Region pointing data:
____
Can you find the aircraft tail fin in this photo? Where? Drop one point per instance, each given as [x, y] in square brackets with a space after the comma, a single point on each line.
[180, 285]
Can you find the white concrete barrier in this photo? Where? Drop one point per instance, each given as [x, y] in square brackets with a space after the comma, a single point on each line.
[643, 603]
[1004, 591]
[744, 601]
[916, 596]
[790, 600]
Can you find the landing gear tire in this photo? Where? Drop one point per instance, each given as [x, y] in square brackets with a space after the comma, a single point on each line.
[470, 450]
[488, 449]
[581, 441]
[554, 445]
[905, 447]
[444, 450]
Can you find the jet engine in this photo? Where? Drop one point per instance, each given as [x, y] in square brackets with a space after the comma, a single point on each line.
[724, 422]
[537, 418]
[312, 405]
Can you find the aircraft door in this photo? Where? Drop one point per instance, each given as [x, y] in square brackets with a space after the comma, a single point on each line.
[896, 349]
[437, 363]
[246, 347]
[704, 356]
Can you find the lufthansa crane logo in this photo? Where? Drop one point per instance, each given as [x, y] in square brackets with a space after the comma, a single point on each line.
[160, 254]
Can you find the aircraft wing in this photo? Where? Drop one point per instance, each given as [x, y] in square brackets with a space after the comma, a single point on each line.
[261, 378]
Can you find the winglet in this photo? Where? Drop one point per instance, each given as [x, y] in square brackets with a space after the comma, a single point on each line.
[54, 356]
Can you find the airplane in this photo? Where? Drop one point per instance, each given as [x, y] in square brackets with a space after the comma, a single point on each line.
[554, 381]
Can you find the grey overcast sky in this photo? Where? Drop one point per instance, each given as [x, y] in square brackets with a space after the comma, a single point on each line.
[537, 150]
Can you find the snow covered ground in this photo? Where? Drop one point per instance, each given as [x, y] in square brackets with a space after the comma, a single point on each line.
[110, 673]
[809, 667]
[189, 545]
____
- **REQUIREMENT**: Once more, write all of the records exactly as given.

- **REPLY**:
Can you find the aircraft tail fin in this photo? Where? Drop one point per instance, each given as [x, y] in square brackets with a space after the comma, a single point on each line.
[180, 285]
Can you find the white concrete barrier in this photo? Where? Drop one point per instance, each given as [x, y] in square brackets with a space after the comma, a single point on each line.
[643, 603]
[1004, 591]
[744, 601]
[916, 596]
[790, 600]
Can you find the landing gear tire in this photo? Where? Drop one point per instance, each given as [x, y] in square brackets with a space after the comma, a single point on each line.
[470, 450]
[488, 449]
[581, 441]
[554, 445]
[905, 447]
[444, 450]
Can you find the jet engine in this photo? Where? Drop one point per instance, each given as [x, y] in square brackets with a space after the comma, a single point on each line.
[724, 422]
[537, 418]
[312, 405]
Can you find the aircraft door in this photo? Where? Drop one point per instance, each given as [x, y] in square brackets with a space after the comma, a single point on each line.
[896, 349]
[437, 363]
[246, 347]
[704, 356]
Can you find the lufthansa crane logo in this photo? Where? Drop one point per instance, each given as [x, y] in square brackets with a space after the comma, a single point on each line.
[160, 254]
Can you find the aircraft wing in this photo? Where? Drop one point per instance, each given as [x, y] in square brackets with a space after the comma, a single point on each line.
[261, 378]
Can you find the winglet in this photo? Where? Drop one point per instance, each given as [x, y] in square brackets with a space after the comma, a single point on each line.
[54, 356]
Can you find the airplane in this photo? Where? Drop one point per instance, each given as [x, y] in square brackets with a space after the comma, a single point on each line.
[554, 381]
Can you find the grey overcast sky in this photo? Where? Drop one point per instance, each given as [x, y] in square brackets with a space after the comma, a single point on each line.
[537, 150]
Can you find the snow covered ground in this photo? Where? Drop one point per instance, each given as [x, y] in square brackets with a space after the comma, a single point on each line.
[110, 673]
[809, 667]
[189, 545]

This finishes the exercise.